--- Text section ---
#####
It might easily have gone a different route. Palm Springs has a taste for fanatical midcentury restorations, down to original appliances and an Avanti in the driveway. Partly because Laccone and Perla are fashion people, and partly because Marmol Radziner have so much experience with important modern houses, there was a healthy impulse to move forward rather than backward, with much more interesting results. “The trick to any renovation is not to lose the soul of a building,” says Ron Radziner, the firm’s design principal, making it sound considerably easier than it is. Exactly where does a building’s soul lie?

Buff & Hensman were known for post-and-beam houses, so the spirit of this home lay in the rhythm of its skeleton, which Marmol Radziner emphasized by changing its outlines from white to brown-black. Radziner was also fascinated by how the plan pushed indoor-outdoor living “to the limit.” The 5,500-square-foot house, two casitas, and a poolhouse open through floor-to-ceiling glass to what is essentially a second alfresco house, with sheltered living rooms, a kitchen, a dining room, a pool—everything but bedrooms. By using the same terrazzo floor inside and out, Radziner wove the two together more tightly than ever. “Terrazzo feels seamless,” he says. Often you’re not quite sure which side of the glass you’re on.
#####
--- Stated problem A ---
Count the lines in the records below that contain the string "frame", and reply with the number only.

--- Material provided ---
#####
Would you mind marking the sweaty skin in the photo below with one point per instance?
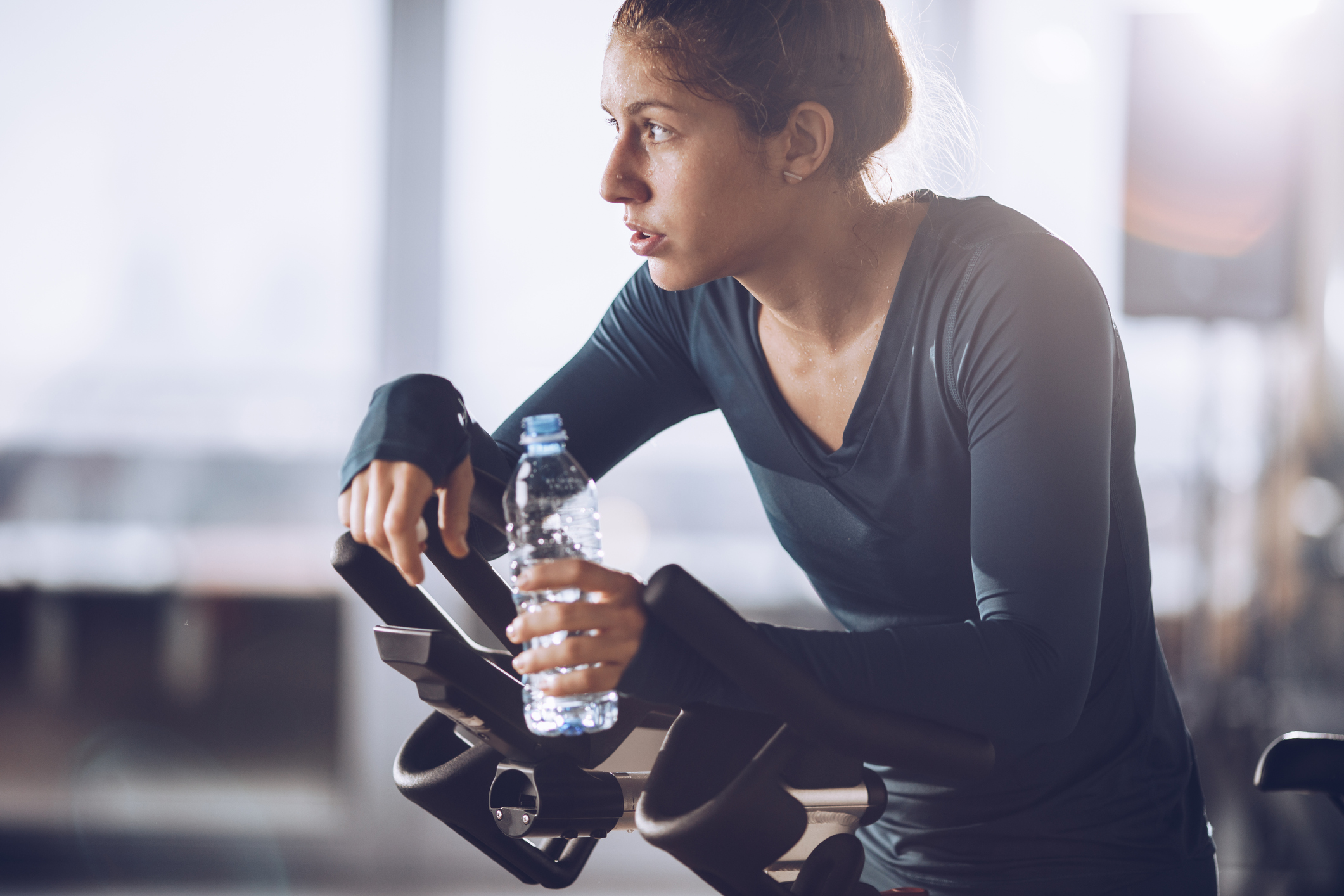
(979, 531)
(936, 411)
#####
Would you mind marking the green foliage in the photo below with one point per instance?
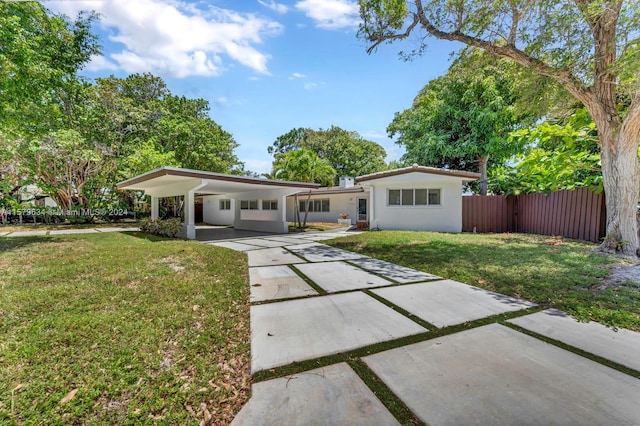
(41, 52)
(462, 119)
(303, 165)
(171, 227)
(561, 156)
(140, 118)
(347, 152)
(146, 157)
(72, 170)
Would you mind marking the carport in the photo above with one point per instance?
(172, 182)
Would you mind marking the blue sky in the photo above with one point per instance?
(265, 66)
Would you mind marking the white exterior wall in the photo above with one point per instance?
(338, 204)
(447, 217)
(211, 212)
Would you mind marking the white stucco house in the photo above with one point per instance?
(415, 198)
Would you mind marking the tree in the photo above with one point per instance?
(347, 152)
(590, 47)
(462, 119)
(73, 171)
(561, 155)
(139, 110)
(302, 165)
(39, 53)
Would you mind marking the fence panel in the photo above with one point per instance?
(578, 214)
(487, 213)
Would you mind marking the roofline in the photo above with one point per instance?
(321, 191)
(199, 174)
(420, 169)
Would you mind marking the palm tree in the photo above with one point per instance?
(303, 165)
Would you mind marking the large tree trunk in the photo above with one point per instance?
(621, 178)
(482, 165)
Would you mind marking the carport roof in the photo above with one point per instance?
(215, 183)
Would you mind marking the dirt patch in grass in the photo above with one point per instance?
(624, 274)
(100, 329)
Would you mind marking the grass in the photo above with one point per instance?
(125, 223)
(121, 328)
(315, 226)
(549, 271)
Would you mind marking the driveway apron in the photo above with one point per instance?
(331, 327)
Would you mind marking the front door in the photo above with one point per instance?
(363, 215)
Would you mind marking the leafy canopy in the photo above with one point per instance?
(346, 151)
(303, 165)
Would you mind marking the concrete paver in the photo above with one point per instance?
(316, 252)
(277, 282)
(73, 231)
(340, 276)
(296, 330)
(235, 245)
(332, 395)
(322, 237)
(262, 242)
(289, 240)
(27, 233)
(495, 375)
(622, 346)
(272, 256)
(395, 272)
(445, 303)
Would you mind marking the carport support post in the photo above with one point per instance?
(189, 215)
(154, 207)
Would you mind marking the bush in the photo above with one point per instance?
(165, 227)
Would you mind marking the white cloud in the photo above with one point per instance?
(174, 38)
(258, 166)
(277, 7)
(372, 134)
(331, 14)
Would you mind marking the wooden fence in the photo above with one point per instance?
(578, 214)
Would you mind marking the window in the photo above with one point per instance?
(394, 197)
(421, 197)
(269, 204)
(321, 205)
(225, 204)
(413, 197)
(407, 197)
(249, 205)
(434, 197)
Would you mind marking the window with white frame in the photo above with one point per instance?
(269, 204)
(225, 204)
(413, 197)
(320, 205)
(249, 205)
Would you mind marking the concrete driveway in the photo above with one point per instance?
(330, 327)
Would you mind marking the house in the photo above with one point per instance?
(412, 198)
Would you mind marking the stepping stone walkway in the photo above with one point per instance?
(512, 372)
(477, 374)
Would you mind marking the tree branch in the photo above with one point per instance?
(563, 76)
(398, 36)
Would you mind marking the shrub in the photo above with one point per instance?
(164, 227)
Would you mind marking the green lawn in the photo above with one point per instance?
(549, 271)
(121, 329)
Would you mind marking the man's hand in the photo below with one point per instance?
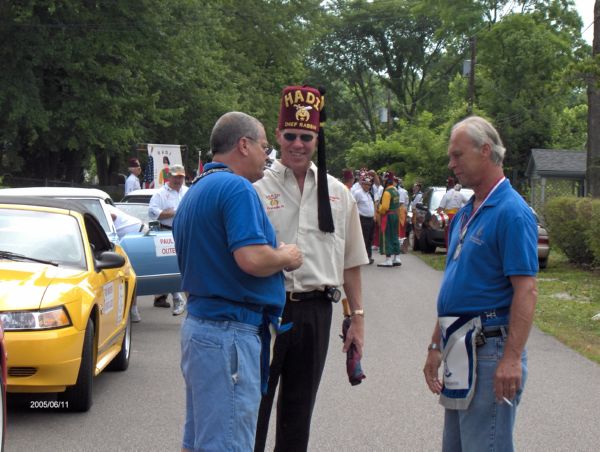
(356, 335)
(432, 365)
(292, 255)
#####
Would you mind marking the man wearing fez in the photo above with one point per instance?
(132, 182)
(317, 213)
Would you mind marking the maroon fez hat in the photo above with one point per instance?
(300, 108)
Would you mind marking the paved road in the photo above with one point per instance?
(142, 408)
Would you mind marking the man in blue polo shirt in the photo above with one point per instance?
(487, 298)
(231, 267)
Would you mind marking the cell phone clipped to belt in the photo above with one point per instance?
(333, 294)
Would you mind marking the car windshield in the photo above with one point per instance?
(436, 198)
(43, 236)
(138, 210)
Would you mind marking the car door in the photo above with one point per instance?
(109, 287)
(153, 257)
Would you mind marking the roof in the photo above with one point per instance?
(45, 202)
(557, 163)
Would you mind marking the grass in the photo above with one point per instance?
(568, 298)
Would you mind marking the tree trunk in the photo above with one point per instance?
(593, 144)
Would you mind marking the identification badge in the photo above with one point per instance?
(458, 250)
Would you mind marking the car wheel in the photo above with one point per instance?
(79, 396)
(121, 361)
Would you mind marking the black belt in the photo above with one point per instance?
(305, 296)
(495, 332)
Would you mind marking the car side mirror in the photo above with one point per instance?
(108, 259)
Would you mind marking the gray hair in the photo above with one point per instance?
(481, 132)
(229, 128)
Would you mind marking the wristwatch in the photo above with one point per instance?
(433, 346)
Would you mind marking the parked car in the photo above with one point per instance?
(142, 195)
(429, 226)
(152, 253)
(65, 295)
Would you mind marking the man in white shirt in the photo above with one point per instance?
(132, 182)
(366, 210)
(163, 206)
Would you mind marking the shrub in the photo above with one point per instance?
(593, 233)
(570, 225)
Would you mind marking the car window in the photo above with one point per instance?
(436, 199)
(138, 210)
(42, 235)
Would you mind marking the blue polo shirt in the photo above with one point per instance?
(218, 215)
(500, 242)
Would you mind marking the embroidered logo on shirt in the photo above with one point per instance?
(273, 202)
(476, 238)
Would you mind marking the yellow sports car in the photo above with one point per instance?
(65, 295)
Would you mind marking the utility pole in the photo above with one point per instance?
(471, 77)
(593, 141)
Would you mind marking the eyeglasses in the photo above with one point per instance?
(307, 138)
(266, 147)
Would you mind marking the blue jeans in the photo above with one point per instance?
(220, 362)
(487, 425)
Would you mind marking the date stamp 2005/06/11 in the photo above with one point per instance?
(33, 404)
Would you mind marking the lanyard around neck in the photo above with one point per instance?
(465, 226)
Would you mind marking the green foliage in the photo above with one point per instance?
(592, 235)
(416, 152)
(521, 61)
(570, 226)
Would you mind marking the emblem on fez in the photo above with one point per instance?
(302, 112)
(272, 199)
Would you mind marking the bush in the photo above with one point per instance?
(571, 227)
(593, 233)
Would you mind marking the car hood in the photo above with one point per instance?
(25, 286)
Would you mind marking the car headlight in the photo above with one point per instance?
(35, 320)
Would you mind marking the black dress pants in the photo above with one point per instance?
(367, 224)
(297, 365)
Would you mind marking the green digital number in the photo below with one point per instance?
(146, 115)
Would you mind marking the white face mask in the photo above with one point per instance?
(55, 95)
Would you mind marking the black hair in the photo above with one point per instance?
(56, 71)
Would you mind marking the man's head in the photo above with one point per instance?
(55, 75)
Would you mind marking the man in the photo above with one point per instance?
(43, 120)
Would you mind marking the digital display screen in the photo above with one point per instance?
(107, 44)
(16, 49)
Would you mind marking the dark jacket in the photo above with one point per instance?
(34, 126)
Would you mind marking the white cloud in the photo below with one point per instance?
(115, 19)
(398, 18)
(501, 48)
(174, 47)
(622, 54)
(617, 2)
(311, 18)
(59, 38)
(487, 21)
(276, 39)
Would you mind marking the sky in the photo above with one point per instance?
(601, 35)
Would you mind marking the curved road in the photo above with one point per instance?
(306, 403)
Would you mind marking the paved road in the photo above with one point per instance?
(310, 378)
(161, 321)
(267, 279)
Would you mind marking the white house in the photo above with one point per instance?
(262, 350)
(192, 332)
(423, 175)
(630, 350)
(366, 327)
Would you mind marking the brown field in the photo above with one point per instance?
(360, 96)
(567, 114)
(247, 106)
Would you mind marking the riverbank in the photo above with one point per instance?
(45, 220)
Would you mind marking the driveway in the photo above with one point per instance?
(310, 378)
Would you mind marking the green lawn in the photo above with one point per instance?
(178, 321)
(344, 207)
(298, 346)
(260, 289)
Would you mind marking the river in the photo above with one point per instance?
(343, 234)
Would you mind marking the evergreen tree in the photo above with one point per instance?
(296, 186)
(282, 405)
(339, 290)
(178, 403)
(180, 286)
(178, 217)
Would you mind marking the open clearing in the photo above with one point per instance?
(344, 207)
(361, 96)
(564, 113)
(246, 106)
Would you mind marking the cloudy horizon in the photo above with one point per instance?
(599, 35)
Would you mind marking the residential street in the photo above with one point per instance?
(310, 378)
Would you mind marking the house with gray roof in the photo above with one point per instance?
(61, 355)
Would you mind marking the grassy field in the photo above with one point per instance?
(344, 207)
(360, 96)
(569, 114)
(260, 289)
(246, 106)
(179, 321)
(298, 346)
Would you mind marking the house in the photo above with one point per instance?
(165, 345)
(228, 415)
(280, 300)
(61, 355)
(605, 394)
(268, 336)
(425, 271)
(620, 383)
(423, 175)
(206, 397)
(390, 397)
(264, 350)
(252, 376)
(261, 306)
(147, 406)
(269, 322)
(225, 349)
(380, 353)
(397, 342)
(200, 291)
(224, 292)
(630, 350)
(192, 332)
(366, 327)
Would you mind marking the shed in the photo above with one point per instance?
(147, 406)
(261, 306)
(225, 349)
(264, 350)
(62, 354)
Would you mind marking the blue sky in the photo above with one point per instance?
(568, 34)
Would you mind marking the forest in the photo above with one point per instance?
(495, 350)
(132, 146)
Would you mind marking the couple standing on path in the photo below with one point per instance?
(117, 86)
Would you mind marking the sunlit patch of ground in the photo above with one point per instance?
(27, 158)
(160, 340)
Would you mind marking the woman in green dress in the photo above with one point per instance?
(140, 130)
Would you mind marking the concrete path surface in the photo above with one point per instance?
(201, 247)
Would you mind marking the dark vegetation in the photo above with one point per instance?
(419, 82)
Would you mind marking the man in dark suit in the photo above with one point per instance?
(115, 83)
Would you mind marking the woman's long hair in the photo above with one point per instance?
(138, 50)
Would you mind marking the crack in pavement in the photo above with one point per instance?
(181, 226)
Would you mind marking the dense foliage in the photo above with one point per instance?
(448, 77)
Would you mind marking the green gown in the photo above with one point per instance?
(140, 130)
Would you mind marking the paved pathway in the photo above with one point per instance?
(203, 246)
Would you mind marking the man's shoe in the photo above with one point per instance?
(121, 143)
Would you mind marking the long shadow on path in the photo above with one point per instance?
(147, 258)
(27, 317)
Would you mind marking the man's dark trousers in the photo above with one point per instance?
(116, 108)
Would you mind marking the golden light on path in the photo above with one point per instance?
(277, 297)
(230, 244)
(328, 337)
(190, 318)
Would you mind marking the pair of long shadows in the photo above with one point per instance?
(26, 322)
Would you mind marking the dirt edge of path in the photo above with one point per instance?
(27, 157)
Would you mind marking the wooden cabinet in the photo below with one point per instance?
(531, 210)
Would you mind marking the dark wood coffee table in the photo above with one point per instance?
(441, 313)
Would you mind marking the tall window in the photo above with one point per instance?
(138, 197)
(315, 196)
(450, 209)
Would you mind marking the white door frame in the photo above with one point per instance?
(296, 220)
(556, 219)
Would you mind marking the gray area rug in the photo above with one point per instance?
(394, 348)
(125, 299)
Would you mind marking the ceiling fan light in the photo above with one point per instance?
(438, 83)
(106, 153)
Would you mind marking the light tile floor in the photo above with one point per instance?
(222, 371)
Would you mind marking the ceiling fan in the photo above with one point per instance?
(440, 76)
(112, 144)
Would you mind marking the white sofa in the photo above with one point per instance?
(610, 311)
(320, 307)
#####
--- Stated problem B ---
Write what comes next in the passage above about the Palm Springs house renovation, picking up after its final sentence.

--- Right answer A ---
2

--- Right answer B ---
Although some very 1960s orange and yellow tile was preserved, Radziner found that “the original materials weren’t great for longevity. And the layout had the usual problems, with a separate kitchen. Especially in a vacation house, people today live fluidly.”
Now everywhere you have life’s real luxuries: a peaceful atmosphere; a feeling of shelter in the desert air; the sense that this house is going to look just like this forever. It all seems so right, it’s hard to believe everything was not the original architects’ intent. Although modern Palm Springs and Albert Einstein are not dots ordinarily connected, something he once said happens to describe this house perfectly: “Everything should be made as simple as possible, but not simpler.”